DECEMBER 18, 1958
NEW YORK—The meeting on Monday evening in Chicago, celebrating the tenth anniversary of the passage of the Universal Declaration of Human Rights was attended by at least 1,000 people. I was introduced by Adlai Stevenson Jr., who was taking his father's place, and who did so with grace and humility. He quoted a rhyme which I am most anxious to look up, because it was really a delightful way of expressing his own feelings.
Mr. Jacob Blaustein, who has headed up for the American Association for the United Nations the observance of this tenth anniversary by our chapters in cooperation with many other organizations in various communities, was also at the meeting. He has been a really hard-working chairman, and I hope he felt gratified by the evident interest shown. I hope, too, he will be pleased by the final report of all the extra work he took on.

» **DATA EXCERPTS**:
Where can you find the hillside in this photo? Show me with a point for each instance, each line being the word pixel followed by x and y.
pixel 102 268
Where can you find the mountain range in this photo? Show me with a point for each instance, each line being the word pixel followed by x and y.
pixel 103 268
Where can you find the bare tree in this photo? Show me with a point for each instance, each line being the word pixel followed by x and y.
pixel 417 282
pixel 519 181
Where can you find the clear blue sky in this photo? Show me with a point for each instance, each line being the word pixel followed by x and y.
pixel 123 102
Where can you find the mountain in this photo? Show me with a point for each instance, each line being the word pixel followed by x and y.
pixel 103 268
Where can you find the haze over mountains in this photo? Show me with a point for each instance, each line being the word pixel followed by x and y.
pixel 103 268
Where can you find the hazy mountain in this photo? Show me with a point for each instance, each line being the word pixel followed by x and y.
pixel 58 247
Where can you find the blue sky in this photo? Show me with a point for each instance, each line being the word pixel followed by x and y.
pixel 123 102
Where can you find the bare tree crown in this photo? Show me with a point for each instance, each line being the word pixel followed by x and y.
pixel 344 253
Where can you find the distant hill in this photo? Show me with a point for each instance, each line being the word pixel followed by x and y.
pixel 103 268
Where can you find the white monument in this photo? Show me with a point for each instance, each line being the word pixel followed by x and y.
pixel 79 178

...

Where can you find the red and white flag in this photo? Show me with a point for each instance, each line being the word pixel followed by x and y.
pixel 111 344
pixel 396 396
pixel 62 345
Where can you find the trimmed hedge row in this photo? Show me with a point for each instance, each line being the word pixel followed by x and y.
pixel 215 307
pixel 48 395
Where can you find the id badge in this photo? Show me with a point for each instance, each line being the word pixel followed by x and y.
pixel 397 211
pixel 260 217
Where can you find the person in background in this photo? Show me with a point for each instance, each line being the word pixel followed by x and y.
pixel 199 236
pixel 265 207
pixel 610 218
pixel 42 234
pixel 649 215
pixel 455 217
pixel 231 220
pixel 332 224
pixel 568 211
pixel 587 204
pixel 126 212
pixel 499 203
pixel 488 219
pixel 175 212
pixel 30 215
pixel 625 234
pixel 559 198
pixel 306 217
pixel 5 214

* * *

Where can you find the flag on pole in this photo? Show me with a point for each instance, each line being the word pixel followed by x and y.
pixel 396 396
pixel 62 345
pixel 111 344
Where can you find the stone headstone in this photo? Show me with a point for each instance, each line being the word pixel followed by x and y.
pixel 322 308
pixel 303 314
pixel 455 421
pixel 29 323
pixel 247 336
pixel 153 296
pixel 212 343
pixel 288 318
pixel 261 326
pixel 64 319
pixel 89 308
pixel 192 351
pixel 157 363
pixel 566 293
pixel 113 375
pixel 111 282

» **TASK GOAL**:
Reproduce the passage of the column on the Chicago anniversary meeting between "DECEMBER 18, 1958" and "he took on.", inclusive. The lines above have no connection to the column on the Chicago anniversary meeting.

» **PROBLEM SOLUTION**:
DECEMBER 18, 1958
NEW YORK—The meeting on Monday evening in Chicago, celebrating the tenth anniversary of the passage of the Universal Declaration of Human Rights was attended by at least 1,000 people. I was introduced by Adlai Stevenson Jr., who was taking his father's place, and who did so with grace and humility. He quoted a rhyme which I am most anxious to look up, because it was really a delightful way of expressing his own feelings.
Mr. Jacob Blaustein, who has headed up for the American Association for the United Nations the observance of this tenth anniversary by our chapters in cooperation with many other organizations in various communities, was also at the meeting. He has been a really hard-working chairman, and I hope he felt gratified by the evident interest shown. I hope, too, he will be pleased by the final report of all the extra work he took on.